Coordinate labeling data
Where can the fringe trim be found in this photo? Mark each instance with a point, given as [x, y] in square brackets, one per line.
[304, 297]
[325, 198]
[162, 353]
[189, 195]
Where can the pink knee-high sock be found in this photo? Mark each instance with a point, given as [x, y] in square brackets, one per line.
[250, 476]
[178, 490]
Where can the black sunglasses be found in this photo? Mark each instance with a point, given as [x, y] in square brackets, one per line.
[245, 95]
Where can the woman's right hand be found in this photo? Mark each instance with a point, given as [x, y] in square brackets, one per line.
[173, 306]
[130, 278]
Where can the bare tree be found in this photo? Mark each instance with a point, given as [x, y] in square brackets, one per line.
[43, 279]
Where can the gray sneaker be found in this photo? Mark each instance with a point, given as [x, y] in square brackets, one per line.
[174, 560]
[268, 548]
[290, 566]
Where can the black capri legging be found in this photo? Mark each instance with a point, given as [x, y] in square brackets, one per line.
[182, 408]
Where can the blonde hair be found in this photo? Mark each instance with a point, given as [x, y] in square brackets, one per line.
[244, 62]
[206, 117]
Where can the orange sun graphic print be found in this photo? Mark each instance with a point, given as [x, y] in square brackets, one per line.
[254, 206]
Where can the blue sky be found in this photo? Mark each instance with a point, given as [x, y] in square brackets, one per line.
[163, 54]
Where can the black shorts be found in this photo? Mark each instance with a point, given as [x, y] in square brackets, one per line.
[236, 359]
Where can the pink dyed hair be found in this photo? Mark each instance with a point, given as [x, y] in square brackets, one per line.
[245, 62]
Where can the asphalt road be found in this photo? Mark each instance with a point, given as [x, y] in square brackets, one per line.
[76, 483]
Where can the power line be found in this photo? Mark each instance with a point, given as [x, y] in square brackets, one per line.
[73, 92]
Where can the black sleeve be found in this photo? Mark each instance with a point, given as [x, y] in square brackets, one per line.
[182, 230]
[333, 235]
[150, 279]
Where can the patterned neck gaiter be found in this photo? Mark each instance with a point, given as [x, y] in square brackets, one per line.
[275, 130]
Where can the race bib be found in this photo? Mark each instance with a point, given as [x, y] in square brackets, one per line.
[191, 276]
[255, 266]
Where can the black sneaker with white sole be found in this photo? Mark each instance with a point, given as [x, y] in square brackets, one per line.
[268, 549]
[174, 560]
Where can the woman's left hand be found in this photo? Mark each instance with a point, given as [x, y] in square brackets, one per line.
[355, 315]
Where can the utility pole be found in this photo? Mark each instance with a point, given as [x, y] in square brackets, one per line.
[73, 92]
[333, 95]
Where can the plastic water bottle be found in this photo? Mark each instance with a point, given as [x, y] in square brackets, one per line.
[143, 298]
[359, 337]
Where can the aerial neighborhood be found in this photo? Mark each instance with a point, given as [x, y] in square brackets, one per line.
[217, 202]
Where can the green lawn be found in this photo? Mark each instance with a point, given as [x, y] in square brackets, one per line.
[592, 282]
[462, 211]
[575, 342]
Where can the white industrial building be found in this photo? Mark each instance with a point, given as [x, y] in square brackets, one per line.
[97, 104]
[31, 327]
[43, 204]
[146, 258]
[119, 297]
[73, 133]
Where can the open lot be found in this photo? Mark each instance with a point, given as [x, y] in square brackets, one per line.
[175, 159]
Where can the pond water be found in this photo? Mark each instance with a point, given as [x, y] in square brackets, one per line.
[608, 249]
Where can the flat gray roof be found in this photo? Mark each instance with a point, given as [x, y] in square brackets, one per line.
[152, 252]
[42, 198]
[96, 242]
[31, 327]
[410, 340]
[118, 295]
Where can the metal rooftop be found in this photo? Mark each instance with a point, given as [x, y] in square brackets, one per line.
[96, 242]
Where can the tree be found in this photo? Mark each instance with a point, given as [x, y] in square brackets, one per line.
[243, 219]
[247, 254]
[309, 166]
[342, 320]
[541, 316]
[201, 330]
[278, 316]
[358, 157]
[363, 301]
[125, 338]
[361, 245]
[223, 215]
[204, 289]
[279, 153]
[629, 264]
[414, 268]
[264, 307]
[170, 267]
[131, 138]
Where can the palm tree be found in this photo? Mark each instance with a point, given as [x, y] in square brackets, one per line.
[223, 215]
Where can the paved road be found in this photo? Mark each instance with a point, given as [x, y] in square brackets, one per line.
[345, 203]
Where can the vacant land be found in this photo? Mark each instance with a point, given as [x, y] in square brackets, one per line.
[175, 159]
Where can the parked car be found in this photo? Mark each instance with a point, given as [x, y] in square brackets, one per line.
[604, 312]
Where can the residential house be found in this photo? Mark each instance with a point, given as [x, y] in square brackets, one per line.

Task:
Render the data above as a JSON list of strings, with one string for each line and any blank lines omitted.

Exercise output:
[
  "Where can the fringe trim be found in this photo? Mark each instance with a point, given as [x, y] in square brackets, one per line.",
  "[304, 297]",
  "[325, 198]",
  "[162, 353]",
  "[189, 195]",
  "Where can the pink knee-high sock be found in this photo? Mark each instance with a point, given as [x, y] in square brackets, one per line.",
  "[250, 476]",
  "[178, 490]",
  "Where can the black sunglasses be found in this photo? Mark each instance with a point, given as [x, y] in square brackets, one per line.",
  "[245, 95]",
  "Where can the woman's right hand be found in this photo? Mark each instance with a point, given as [x, y] in square brackets, one per line.",
  "[173, 306]",
  "[130, 278]",
  "Where can the bare tree be found in this photo? Mark each instance with a point, given as [x, y] in square brackets, one per line.",
  "[43, 279]",
  "Where can the gray sneaker be found in this photo? Mark each instance with a point, given as [x, y] in square brackets, one per line.",
  "[174, 560]",
  "[268, 548]",
  "[290, 566]",
  "Where can the black capri legging be found in this photo? Mark each instance with a point, given as [x, y] in square brackets, one per line.",
  "[182, 408]",
  "Where can the blonde hair be found in this photo? Mark each instance with a point, given as [x, y] in square brackets, one per line.",
  "[244, 62]",
  "[206, 117]",
  "Where can the orange sun graphic print be found in this photo? Mark each instance with a point, given as [x, y] in square brackets, one per line.",
  "[254, 206]",
  "Where can the blue sky be found in this photo? Mark each instance with a point, given as [x, y] in square brackets, one per line.",
  "[163, 54]",
  "Where can the black shorts be found in this photo? Mark each instance with a point, given as [x, y] in square brackets, one per line.",
  "[236, 359]",
  "Where can the pink dyed hair be found in this photo? Mark each instance with a point, given as [x, y] in square brackets, one per line.",
  "[245, 62]",
  "Where can the asphalt road be found in this photo? Mark each instance with a point, given as [x, y] in square brackets, one per line.",
  "[76, 483]",
  "Where can the power line be found in this photo? Mark each instance with a point, given as [x, y] in square brackets, one per line.",
  "[73, 92]",
  "Where can the black sleeve be found in this photo? Mark each instance with a point, given as [x, y] in square brackets, one per line.",
  "[182, 230]",
  "[333, 235]",
  "[150, 279]",
  "Where can the patterned neck gaiter be found in this photo? Mark each instance with a point, given as [x, y] in square brackets, one per line.",
  "[275, 130]",
  "Where can the race bib be found in this photo? Mark each instance with a point, given as [x, y] in square brackets, one per line.",
  "[191, 276]",
  "[255, 266]",
  "Where can the black sneaker with white sole be found in this photo? Mark each instance with a point, given as [x, y] in square brackets, one per line.",
  "[268, 549]",
  "[174, 560]",
  "Where can the woman's left hand be found in this photo? Mark each instance with a point, given as [x, y] in square brackets, one per line.",
  "[355, 315]",
  "Where can the utility pole be found in this photo? Mark each instance with a point, given as [x, y] in square brackets, one per line.",
  "[73, 92]",
  "[333, 95]",
  "Where can the plastic water bottle be found in this photo? Mark each instance with a point, given as [x, y] in square brackets, one per line.",
  "[143, 298]",
  "[359, 337]",
  "Where can the aerial neighborhood be found in this photo? Mark each instance with a point, given as [x, y] in square brackets, one per line.",
  "[217, 202]",
  "Where can the green lawn be found in this photo? Mark each instance with a point, given as [x, y] in square brackets, one per line.",
  "[592, 282]",
  "[462, 211]",
  "[575, 342]",
  "Where can the white industrial building be found in this photo? Mark each instance with a point, given as [x, y] in square brackets, one per line.",
  "[97, 104]",
  "[31, 327]",
  "[43, 204]",
  "[146, 258]",
  "[119, 297]",
  "[73, 133]",
  "Where can the open lot be found in this photo? Mark each instance with a point, given as [x, y] in square brackets, one per line.",
  "[175, 159]",
  "Where can the pond water be found in this photo? Mark each instance with a point, given as [x, y] in square brackets, one per line.",
  "[608, 249]",
  "Where can the flat gray roof be found in this photo? Mark each instance with a point, given as [x, y] in square brackets, one per line.",
  "[152, 252]",
  "[42, 198]",
  "[96, 242]",
  "[31, 327]",
  "[410, 340]",
  "[118, 295]",
  "Where can the metal rooftop be found in this photo? Mark each instance with a point, given as [x, y] in square brackets, one per line.",
  "[96, 242]",
  "Where can the tree be found in this photo? Mark each instance with a point, given as [x, y] in square brackets, one per line.",
  "[243, 219]",
  "[247, 254]",
  "[309, 166]",
  "[342, 320]",
  "[541, 316]",
  "[201, 330]",
  "[278, 316]",
  "[358, 157]",
  "[363, 301]",
  "[125, 338]",
  "[361, 245]",
  "[223, 215]",
  "[204, 289]",
  "[279, 153]",
  "[629, 264]",
  "[414, 268]",
  "[264, 307]",
  "[170, 267]",
  "[131, 138]",
  "Where can the palm tree be found in this photo? Mark each instance with a point, given as [x, y] in square brackets, one per line.",
  "[223, 215]",
  "Where can the paved road be found in this photo? Mark each instance with a point, given as [x, y] in square brackets, one per line.",
  "[345, 203]",
  "Where can the vacant land be found in this photo? Mark each instance with a point, given as [x, y] in square brackets, one per line.",
  "[175, 159]",
  "Where can the parked car be found in this photo? Mark each instance with a point, given as [x, y] in square brackets, one per line.",
  "[604, 312]",
  "Where can the residential house be found in this photo? Mark each instance with a point, given as [x, y] in square brackets, one per line."
]